> **Your goal**
When you transcribe the records that follow, reproduce each line exactly as given.

> **Information provided**

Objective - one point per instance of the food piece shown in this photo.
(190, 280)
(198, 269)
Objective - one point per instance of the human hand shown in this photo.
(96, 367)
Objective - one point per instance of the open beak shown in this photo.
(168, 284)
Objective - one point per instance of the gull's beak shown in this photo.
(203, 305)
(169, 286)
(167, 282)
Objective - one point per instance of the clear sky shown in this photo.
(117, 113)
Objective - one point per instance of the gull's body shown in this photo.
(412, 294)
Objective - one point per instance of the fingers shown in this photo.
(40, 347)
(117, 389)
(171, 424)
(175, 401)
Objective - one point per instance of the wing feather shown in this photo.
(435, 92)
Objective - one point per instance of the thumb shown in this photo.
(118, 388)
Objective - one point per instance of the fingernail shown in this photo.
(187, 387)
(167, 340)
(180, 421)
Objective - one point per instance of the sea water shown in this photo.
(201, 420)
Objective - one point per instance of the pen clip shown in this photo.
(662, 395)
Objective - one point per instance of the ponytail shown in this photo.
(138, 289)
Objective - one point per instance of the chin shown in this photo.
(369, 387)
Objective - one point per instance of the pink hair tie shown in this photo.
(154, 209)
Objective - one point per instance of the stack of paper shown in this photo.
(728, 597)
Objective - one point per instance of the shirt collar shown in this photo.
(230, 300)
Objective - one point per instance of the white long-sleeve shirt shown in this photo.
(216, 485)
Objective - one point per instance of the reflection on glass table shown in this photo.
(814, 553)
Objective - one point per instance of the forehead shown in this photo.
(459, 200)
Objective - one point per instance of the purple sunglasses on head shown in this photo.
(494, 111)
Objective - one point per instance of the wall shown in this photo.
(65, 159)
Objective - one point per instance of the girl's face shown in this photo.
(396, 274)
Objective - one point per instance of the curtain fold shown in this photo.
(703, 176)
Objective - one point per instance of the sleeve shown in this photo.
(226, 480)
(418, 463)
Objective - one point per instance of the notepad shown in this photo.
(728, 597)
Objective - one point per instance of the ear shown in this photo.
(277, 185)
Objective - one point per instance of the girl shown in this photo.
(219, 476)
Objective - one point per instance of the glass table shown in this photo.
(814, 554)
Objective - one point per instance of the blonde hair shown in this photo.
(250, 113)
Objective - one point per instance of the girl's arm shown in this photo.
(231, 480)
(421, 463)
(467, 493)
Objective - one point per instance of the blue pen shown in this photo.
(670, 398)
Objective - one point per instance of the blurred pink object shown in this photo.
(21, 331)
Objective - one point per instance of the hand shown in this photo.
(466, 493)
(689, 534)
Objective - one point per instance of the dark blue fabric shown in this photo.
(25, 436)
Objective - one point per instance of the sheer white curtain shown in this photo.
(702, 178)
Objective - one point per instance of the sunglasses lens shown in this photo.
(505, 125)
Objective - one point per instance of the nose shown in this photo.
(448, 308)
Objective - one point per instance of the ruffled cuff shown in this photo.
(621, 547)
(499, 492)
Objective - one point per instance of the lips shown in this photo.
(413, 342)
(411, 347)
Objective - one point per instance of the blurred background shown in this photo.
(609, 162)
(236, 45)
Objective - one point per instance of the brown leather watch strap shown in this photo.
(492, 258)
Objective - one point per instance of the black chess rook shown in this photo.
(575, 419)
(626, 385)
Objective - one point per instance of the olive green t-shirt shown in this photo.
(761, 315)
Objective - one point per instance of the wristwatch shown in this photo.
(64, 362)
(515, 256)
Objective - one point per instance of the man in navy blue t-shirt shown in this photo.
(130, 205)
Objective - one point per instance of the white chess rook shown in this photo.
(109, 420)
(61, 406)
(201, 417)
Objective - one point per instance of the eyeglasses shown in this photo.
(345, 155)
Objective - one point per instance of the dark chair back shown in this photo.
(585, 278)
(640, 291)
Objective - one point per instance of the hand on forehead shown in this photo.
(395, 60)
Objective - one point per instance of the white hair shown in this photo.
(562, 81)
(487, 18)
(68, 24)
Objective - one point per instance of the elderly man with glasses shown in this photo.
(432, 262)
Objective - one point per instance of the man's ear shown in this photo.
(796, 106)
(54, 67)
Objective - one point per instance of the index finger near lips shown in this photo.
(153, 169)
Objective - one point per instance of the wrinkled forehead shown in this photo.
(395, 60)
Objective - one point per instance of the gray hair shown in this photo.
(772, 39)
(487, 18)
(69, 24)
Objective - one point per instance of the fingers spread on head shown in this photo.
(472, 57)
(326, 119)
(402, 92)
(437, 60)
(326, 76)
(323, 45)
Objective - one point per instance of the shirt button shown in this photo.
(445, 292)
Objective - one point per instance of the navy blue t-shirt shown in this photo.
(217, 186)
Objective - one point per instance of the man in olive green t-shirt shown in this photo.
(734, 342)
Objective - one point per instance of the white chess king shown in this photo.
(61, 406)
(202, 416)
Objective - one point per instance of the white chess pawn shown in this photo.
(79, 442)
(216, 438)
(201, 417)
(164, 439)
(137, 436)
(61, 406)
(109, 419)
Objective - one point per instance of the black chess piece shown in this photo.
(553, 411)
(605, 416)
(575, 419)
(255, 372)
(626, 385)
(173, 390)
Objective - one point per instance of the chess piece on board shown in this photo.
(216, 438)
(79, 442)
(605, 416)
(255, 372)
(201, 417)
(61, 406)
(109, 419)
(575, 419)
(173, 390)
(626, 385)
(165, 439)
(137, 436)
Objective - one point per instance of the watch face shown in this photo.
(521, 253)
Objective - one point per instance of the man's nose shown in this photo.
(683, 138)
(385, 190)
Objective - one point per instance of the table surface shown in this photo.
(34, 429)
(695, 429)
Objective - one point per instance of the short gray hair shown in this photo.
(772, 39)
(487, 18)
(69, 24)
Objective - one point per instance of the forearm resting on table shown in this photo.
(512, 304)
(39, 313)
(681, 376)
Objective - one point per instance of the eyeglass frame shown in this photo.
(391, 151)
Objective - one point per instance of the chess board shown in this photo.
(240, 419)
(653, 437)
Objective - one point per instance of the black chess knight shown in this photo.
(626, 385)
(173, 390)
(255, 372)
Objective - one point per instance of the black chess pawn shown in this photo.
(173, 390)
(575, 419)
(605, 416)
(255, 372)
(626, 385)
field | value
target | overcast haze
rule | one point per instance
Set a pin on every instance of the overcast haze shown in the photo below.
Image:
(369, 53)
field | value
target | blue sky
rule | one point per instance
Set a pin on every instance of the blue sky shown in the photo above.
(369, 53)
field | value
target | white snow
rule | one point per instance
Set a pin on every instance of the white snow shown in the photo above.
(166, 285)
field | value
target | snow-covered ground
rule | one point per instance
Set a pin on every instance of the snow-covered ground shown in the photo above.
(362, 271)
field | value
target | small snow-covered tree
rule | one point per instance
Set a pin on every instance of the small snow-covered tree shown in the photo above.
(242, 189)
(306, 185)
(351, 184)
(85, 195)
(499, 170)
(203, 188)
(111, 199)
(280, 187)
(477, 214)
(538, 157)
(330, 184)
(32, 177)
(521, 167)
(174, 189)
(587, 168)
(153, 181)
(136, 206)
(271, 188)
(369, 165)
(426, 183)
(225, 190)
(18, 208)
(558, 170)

> **Exercise result**
Objective - one point per instance of the food piece shown in this photo.
(190, 280)
(198, 269)
Objective - one point per instance of the human hand shown in this photo.
(96, 367)
Objective - one point per instance of the open beak shown in this photo.
(168, 284)
Objective - one point per instance of the gull's beak shown in this photo.
(203, 305)
(169, 286)
(167, 282)
Objective - one point per instance of the clear sky shown in this photo.
(117, 113)
Objective - one point per instance of the gull's body shown in this photo.
(412, 294)
Objective - one point per instance of the fingers shown in this photo.
(40, 347)
(117, 389)
(171, 424)
(175, 401)
Objective - one point per instance of the wing feather shown in this photo.
(435, 92)
Objective - one point per instance of the thumb shown in this photo.
(118, 388)
Objective - one point per instance of the fingernail shown in this photo.
(187, 387)
(167, 340)
(180, 421)
Objective - one point per instance of the sea water shown in this photo.
(201, 420)
Objective - one point per instance of the pen clip shown in this photo.
(662, 395)
Objective - one point per instance of the ponytail shown in this photo.
(138, 289)
Objective - one point per instance of the chin shown in this photo.
(369, 387)
Objective - one point per instance of the pink hair tie shown in this photo.
(154, 209)
Objective - one point per instance of the stack of paper shown in this photo.
(728, 597)
Objective - one point per instance of the shirt collar shown in this photo.
(230, 300)
Objective - one point per instance of the white long-sleeve shirt shown in this photo.
(216, 485)
Objective - one point per instance of the reflection on glass table shown in this photo.
(814, 553)
Objective - one point per instance of the forehead shown in this photo.
(459, 200)
Objective - one point per instance of the purple sunglasses on head shown in this photo.
(494, 111)
Objective - one point per instance of the wall shown in this photo.
(65, 159)
Objective - one point per instance of the girl's face shown in this photo.
(396, 274)
Objective - one point per instance of the curtain fold shown in this photo.
(703, 176)
Objective - one point per instance of the sleeve shown in this photo.
(226, 480)
(418, 463)
Objective - one point per instance of the notepad shown in this photo.
(728, 597)
Objective - one point per instance of the ear shown in this photo.
(277, 185)
Objective - one point per instance of the girl shown in this photo.
(219, 476)
Objective - one point per instance of the glass table shown in this photo.
(814, 554)
Objective - one point per instance of the blonde hair shown in this photo.
(250, 113)
Objective - one point per instance of the girl's arm shown in this photo.
(231, 480)
(421, 463)
(467, 493)
Objective - one point per instance of the blue pen shown in this photo.
(670, 398)
Objective - one point per instance of the blurred pink object shown in this photo.
(21, 331)
Objective - one point per instance of the hand shown in this photo.
(466, 493)
(689, 534)
Objective - one point per instance of the dark blue fabric shown in this photo.
(25, 436)
Objective - one point per instance of the sheer white curtain shown in this photo.
(702, 178)
Objective - one point per instance of the sunglasses lens shown in this photo.
(505, 125)
Objective - one point per instance of the nose shown in this photo.
(448, 308)
Objective - one point per instance of the ruffled cuff shown in this photo.
(621, 547)
(499, 492)
Objective - one point per instance of the lips shown in this photo.
(413, 342)
(411, 347)
Objective - one point per instance of the blurred background shown in this photo.
(609, 162)
(236, 45)
Objective - one point per instance of the brown leather watch strap shown in this photo.
(492, 258)
Objective - one point per instance of the black chess rook shown in this photo.
(575, 419)
(626, 385)
Objective - one point per instance of the olive green t-shirt shown in this photo.
(761, 315)
Objective - one point per instance of the wristwatch shown in this photo.
(64, 362)
(515, 256)
Objective - one point per instance of the man in navy blue t-shirt shown in this photo.
(130, 205)
Objective - one point per instance of the white chess rook shown in this photo.
(109, 420)
(61, 406)
(201, 417)
Objective - one point per instance of the eyeglasses shown in this photo.
(345, 155)
Objective - one point per instance of the dark chair back shown in this photo.
(585, 278)
(640, 291)
Objective - one point per instance of the hand on forehead shown in this photo.
(395, 60)
Objective - one point per instance of the white hair shown in this photo.
(562, 81)
(487, 18)
(68, 24)
Objective - one point per instance of the elderly man with glasses shown in this photo.
(432, 262)
Objective - one point per instance of the man's ear shown in this photo.
(796, 106)
(54, 67)
Objective - one point per instance of the index finger near lips shown in this photo.
(153, 169)
Objective - one point per instance of the wrinkled forehead shown in this photo.
(395, 60)
Objective - one point per instance of the gray hair shown in this photo.
(772, 39)
(487, 18)
(69, 24)
Objective - one point per instance of the fingers spread on head shown in this photo.
(472, 57)
(326, 119)
(402, 92)
(437, 60)
(326, 76)
(323, 45)
Objective - one point per instance of the shirt button shown in this photo.
(445, 292)
Objective - one point per instance of the navy blue t-shirt shown in this photo.
(217, 186)
Objective - one point per instance of the man in olive green t-shirt shown in this photo.
(734, 342)
Objective - one point per instance of the white chess king shown in this photo.
(61, 406)
(202, 416)
Objective - one point per instance of the white chess pawn shown in this photo.
(79, 442)
(216, 438)
(201, 417)
(164, 439)
(137, 436)
(61, 406)
(109, 419)
Objective - one point per instance of the black chess piece shown in this photo.
(553, 411)
(605, 416)
(575, 419)
(255, 372)
(626, 385)
(173, 390)
Objective - one point per instance of the chess piece on board shown in this photo.
(216, 438)
(79, 442)
(605, 416)
(255, 372)
(201, 417)
(61, 406)
(109, 419)
(575, 419)
(173, 390)
(626, 385)
(165, 439)
(137, 436)
Objective - one point per instance of the watch face shown in this photo.
(521, 253)
Objective - one point per instance of the man's nose shown in this photo.
(683, 138)
(385, 190)
Objective - one point per instance of the table surface shown in this photo.
(34, 429)
(695, 429)
Objective - one point per instance of the short gray hair shown in this photo.
(772, 39)
(487, 18)
(69, 24)
Objective - one point per instance of the forearm resting on table shown in this photo.
(512, 304)
(39, 313)
(681, 376)
Objective - one point per instance of the eyeglass frame shown in this photo.
(391, 151)
Objective - one point per instance of the chess board shown in this photo.
(240, 419)
(653, 437)
Objective - one point per instance of the black chess knight shown in this photo.
(626, 385)
(173, 390)
(255, 372)
Objective - one point per instance of the black chess pawn shown in this photo.
(173, 390)
(575, 419)
(605, 416)
(255, 372)
(626, 385)
field | value
target | overcast haze
rule | one point per instance
Set a pin on every instance of the overcast haze shown in the photo below.
Image:
(369, 53)
field | value
target | blue sky
rule | one point per instance
Set a pin on every instance of the blue sky shown in the photo above.
(369, 53)
field | value
target | white snow
rule | one point per instance
Set a pin on every instance of the white snow shown in the photo above.
(166, 285)
field | value
target | snow-covered ground
rule | one point per instance
Set a pin on every instance of the snow-covered ground shown in the photo above.
(362, 271)
field | value
target | small snow-covered tree
rule | one point per instance
Set a pin on every instance of the small snow-covered tree shown in the photo above.
(242, 189)
(306, 185)
(351, 184)
(85, 195)
(499, 170)
(203, 188)
(111, 199)
(280, 187)
(477, 214)
(538, 157)
(330, 184)
(32, 177)
(521, 167)
(174, 189)
(587, 168)
(153, 181)
(136, 206)
(271, 188)
(369, 165)
(426, 183)
(225, 190)
(18, 208)
(558, 170)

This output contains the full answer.